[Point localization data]
━━━━
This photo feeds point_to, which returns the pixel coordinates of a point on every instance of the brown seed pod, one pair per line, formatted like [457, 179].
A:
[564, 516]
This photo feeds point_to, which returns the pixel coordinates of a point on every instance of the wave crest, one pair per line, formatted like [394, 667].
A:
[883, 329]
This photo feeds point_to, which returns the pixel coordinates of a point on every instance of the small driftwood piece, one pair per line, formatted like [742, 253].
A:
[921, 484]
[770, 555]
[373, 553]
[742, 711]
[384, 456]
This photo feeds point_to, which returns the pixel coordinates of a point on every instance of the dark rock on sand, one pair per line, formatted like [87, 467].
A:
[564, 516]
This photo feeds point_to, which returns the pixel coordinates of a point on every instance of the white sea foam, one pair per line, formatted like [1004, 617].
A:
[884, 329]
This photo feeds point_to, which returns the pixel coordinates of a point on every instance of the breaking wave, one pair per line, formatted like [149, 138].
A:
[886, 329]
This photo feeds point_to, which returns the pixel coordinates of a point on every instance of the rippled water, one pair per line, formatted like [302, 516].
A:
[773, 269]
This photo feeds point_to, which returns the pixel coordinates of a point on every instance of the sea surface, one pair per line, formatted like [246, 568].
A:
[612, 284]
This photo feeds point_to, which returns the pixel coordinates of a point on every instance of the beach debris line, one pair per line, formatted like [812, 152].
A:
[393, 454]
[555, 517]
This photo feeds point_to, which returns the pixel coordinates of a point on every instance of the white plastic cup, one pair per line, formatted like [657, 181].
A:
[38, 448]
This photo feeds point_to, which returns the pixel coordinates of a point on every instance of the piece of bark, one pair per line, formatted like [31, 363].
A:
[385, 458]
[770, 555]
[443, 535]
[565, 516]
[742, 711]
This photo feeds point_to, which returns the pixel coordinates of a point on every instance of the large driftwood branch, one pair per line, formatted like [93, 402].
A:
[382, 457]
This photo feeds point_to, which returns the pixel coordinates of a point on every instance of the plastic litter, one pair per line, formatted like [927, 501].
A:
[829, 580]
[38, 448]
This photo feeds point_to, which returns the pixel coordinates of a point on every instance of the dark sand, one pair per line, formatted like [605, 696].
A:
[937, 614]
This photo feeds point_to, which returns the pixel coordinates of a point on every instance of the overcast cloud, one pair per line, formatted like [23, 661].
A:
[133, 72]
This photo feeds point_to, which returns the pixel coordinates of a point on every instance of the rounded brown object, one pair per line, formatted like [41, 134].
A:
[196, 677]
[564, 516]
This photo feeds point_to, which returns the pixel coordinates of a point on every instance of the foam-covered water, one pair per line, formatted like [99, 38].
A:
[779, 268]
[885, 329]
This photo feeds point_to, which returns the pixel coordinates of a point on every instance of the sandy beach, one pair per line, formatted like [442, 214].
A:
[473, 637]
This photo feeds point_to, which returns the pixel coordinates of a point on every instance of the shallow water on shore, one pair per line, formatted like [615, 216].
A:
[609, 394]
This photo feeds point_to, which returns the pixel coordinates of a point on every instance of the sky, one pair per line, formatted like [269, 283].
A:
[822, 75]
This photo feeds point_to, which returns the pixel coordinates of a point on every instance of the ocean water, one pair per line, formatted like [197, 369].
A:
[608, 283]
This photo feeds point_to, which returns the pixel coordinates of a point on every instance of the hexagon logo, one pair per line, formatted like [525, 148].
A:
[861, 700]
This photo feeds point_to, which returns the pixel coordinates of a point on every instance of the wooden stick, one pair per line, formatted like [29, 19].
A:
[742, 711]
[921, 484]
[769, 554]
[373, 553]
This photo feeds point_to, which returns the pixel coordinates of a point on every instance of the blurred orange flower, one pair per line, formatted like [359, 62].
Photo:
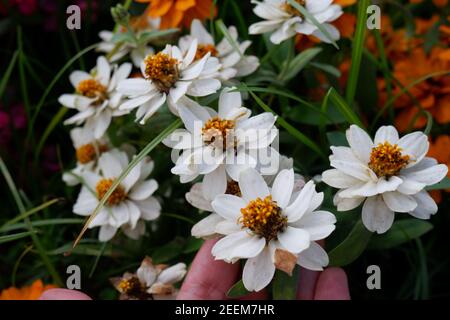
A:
[32, 292]
[437, 3]
[175, 13]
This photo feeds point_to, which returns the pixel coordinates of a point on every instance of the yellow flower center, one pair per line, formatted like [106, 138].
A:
[116, 197]
[386, 160]
[131, 286]
[264, 218]
[203, 49]
[86, 153]
[233, 188]
[291, 10]
[91, 88]
[162, 70]
[216, 131]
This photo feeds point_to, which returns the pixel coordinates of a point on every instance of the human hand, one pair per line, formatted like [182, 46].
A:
[211, 279]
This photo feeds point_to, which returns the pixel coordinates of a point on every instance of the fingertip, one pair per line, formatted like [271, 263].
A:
[332, 284]
[63, 294]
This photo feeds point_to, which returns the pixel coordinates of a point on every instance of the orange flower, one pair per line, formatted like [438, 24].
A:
[32, 292]
[440, 150]
[174, 13]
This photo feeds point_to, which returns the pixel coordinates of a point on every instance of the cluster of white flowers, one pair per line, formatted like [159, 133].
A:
[259, 208]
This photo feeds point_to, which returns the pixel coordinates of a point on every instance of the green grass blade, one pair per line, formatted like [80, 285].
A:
[8, 72]
[50, 127]
[29, 213]
[289, 128]
[343, 107]
[357, 50]
[314, 21]
[148, 148]
[16, 195]
[221, 26]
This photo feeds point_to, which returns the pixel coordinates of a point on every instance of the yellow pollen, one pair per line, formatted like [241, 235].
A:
[233, 188]
[386, 160]
[203, 49]
[91, 88]
[87, 152]
[162, 70]
[264, 218]
[291, 10]
[217, 130]
[116, 197]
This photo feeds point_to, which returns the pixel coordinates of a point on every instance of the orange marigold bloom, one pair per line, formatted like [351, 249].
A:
[175, 13]
[440, 150]
[437, 3]
[32, 292]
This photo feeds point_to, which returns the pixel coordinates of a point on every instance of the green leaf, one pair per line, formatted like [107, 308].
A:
[16, 236]
[352, 246]
[148, 148]
[357, 50]
[313, 20]
[221, 26]
[343, 107]
[148, 36]
[124, 37]
[299, 62]
[237, 290]
[8, 72]
[401, 231]
[328, 68]
[444, 184]
[284, 286]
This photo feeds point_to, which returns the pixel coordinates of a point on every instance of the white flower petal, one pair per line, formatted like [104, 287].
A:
[376, 216]
[294, 240]
[258, 271]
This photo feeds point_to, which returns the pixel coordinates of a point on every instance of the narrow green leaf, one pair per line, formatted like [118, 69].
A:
[237, 290]
[299, 62]
[8, 72]
[289, 128]
[352, 246]
[313, 20]
[284, 286]
[16, 236]
[357, 50]
[29, 213]
[42, 223]
[343, 107]
[401, 231]
[221, 26]
[148, 148]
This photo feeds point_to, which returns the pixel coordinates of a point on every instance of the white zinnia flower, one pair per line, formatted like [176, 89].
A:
[150, 282]
[130, 204]
[389, 173]
[233, 63]
[168, 76]
[203, 193]
[215, 144]
[96, 98]
[268, 223]
[137, 53]
[88, 150]
[284, 21]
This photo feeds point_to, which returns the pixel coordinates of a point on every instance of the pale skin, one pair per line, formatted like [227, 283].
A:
[202, 283]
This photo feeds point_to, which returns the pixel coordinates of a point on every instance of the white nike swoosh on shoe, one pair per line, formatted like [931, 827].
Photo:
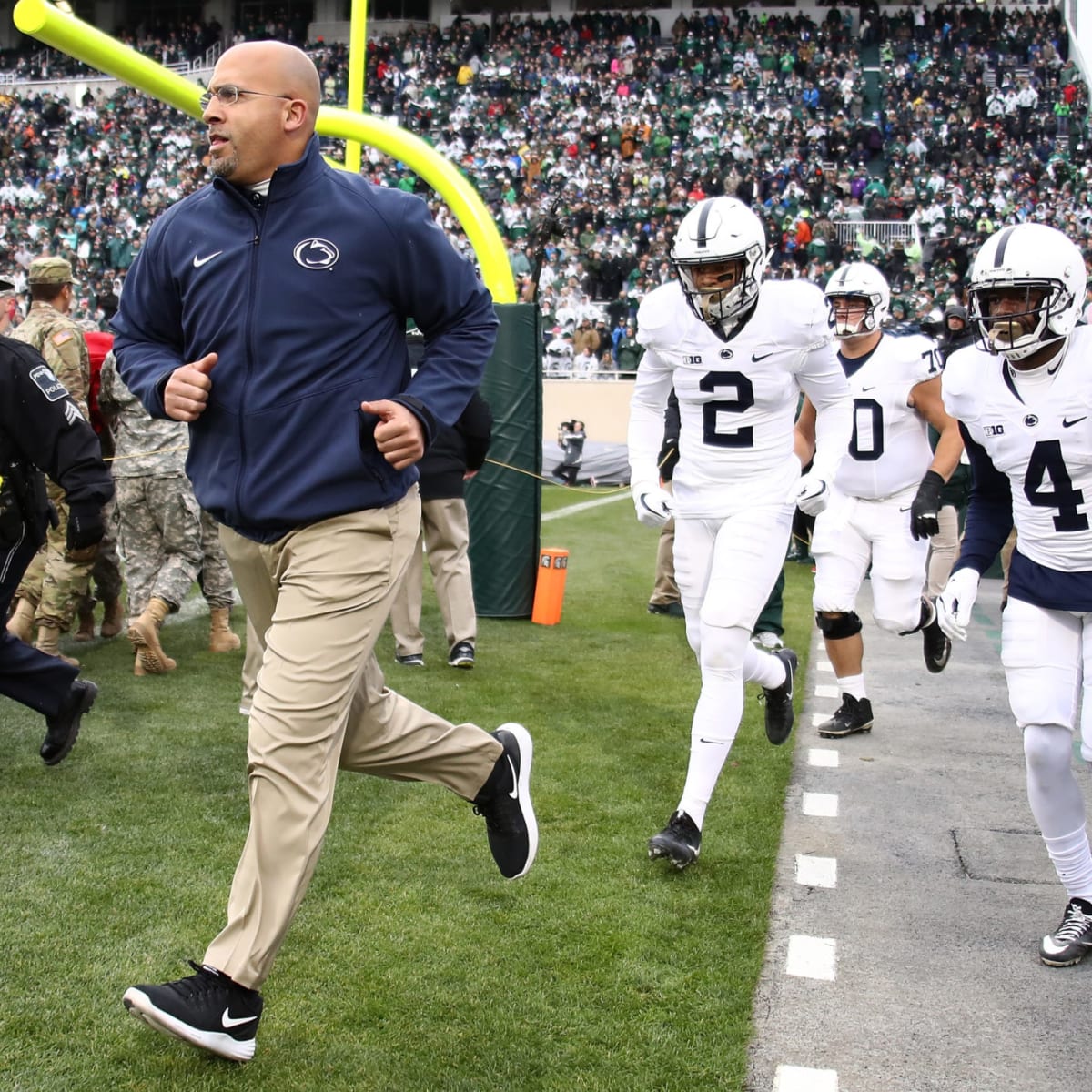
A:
[228, 1021]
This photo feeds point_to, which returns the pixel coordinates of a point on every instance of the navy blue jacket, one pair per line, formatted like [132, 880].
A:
[305, 298]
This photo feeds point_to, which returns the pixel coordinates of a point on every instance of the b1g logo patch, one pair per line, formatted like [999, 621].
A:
[48, 383]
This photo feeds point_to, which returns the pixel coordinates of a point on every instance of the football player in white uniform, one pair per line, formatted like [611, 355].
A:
[887, 494]
[1024, 398]
[737, 352]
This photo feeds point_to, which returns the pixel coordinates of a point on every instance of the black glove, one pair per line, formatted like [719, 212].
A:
[669, 457]
[923, 511]
[86, 529]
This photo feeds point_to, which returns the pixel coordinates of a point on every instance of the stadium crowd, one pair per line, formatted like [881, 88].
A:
[615, 126]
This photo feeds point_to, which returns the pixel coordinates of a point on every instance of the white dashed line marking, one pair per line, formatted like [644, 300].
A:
[801, 1079]
[812, 958]
[816, 872]
[824, 805]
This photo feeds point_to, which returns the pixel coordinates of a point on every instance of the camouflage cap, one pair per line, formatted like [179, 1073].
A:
[50, 271]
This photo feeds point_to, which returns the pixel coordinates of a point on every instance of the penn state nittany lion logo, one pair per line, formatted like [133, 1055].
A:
[316, 254]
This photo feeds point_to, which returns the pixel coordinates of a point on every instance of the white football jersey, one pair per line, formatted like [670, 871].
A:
[737, 399]
[1046, 450]
[889, 450]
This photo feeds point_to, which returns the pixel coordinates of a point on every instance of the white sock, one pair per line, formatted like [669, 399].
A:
[716, 715]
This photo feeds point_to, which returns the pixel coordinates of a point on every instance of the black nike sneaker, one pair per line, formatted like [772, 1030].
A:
[936, 645]
[505, 804]
[63, 729]
[680, 841]
[779, 702]
[1073, 939]
[853, 715]
[207, 1009]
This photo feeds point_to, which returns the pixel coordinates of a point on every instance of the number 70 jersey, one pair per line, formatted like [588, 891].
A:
[1043, 446]
[737, 399]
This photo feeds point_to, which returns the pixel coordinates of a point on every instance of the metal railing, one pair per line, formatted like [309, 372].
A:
[884, 232]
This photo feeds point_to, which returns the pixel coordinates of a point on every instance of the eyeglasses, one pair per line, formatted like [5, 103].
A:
[228, 96]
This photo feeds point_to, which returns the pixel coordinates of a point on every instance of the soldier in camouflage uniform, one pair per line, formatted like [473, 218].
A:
[165, 538]
[57, 579]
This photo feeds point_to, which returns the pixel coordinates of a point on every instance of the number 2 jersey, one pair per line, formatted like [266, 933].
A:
[1030, 449]
[889, 449]
[737, 399]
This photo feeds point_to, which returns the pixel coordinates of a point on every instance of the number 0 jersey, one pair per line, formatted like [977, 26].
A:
[889, 450]
[737, 399]
[1042, 447]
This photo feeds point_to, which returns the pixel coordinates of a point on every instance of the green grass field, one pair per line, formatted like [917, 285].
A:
[412, 965]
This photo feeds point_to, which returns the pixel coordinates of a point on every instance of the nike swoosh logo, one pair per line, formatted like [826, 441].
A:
[228, 1021]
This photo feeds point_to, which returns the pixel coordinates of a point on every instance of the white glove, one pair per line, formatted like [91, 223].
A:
[811, 494]
[653, 506]
[955, 603]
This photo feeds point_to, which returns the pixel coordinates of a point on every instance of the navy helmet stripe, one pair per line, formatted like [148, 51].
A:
[1002, 244]
[703, 221]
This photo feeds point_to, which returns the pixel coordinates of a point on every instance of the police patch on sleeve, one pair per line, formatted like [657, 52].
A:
[48, 383]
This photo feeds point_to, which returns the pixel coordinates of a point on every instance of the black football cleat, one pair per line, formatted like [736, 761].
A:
[779, 702]
[207, 1009]
[1073, 939]
[63, 729]
[680, 841]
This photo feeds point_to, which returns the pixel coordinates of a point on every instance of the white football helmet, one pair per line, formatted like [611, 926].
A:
[1030, 257]
[865, 282]
[713, 233]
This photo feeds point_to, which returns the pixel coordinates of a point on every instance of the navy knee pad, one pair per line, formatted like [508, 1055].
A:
[835, 629]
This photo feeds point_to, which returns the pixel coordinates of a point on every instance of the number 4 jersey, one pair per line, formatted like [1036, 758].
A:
[1036, 432]
[737, 399]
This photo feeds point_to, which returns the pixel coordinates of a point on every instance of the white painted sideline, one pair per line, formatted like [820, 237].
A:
[585, 505]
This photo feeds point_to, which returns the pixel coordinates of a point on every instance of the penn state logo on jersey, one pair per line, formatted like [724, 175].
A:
[316, 254]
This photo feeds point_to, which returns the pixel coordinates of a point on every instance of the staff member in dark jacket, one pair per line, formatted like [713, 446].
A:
[41, 426]
[268, 310]
[457, 454]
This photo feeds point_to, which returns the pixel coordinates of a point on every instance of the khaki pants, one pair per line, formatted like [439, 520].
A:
[445, 532]
[320, 596]
[664, 589]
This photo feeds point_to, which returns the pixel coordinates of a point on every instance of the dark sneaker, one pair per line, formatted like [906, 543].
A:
[1073, 939]
[779, 702]
[853, 715]
[505, 804]
[674, 610]
[207, 1009]
[936, 645]
[461, 655]
[680, 841]
[63, 729]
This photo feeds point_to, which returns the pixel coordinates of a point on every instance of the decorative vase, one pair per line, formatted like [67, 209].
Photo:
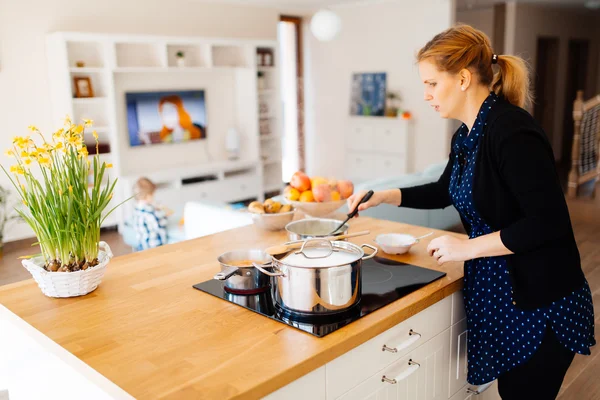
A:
[69, 284]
━━━━
* _Instructions for the task_
Report how many lines in the data include the string "camouflage", giving nothing but that number.

* _Problem solution_
2